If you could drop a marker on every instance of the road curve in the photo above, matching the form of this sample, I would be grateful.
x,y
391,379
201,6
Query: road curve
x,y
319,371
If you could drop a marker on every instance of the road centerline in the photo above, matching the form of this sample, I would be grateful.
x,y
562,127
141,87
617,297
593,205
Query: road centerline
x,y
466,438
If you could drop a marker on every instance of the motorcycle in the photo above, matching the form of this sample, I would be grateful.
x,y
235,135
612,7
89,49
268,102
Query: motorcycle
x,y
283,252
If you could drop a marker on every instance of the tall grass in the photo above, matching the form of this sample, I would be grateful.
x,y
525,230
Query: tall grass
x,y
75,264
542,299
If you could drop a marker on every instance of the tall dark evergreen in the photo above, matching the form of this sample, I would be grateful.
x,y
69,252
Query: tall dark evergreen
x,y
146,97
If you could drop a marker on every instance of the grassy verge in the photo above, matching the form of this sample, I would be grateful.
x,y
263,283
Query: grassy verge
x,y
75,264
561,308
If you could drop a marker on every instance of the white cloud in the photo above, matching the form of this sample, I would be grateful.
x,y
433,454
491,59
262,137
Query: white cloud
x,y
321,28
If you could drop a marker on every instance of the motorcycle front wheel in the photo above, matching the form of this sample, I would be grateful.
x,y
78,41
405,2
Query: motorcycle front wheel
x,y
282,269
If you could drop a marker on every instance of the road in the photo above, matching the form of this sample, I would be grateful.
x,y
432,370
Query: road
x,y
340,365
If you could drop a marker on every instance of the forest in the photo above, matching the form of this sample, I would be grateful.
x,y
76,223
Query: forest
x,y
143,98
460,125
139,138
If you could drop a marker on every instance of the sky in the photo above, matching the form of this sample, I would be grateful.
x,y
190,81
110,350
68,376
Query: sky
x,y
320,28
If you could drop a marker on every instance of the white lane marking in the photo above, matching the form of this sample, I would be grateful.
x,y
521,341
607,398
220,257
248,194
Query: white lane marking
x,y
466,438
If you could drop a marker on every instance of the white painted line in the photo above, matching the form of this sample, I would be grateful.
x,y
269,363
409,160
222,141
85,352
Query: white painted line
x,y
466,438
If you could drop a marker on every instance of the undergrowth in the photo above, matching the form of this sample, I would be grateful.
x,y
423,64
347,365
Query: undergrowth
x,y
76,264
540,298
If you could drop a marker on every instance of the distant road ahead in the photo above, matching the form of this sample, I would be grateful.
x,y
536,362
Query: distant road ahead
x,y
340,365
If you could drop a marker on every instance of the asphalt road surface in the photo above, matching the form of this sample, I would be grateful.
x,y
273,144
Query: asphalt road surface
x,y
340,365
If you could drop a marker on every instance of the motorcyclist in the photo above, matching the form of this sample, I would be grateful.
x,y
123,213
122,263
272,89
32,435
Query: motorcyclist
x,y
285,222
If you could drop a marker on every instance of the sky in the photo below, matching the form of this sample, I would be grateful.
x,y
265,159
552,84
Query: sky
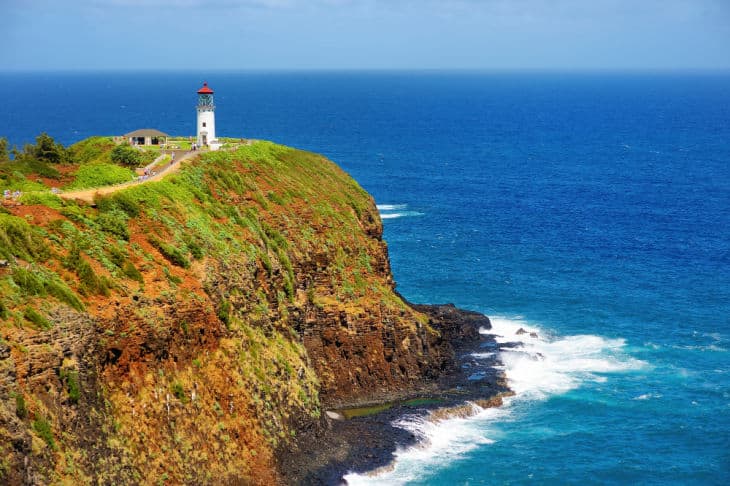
x,y
364,34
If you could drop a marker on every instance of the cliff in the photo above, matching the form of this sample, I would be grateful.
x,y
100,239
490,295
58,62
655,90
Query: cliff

_Assigned task_
Scan the records above. Return every line with "cliff" in it.

_Final answer_
If you could drop a marker on every instance of the cliff in the photo above, matching the form of this sample, I would be grateful.
Query: cliff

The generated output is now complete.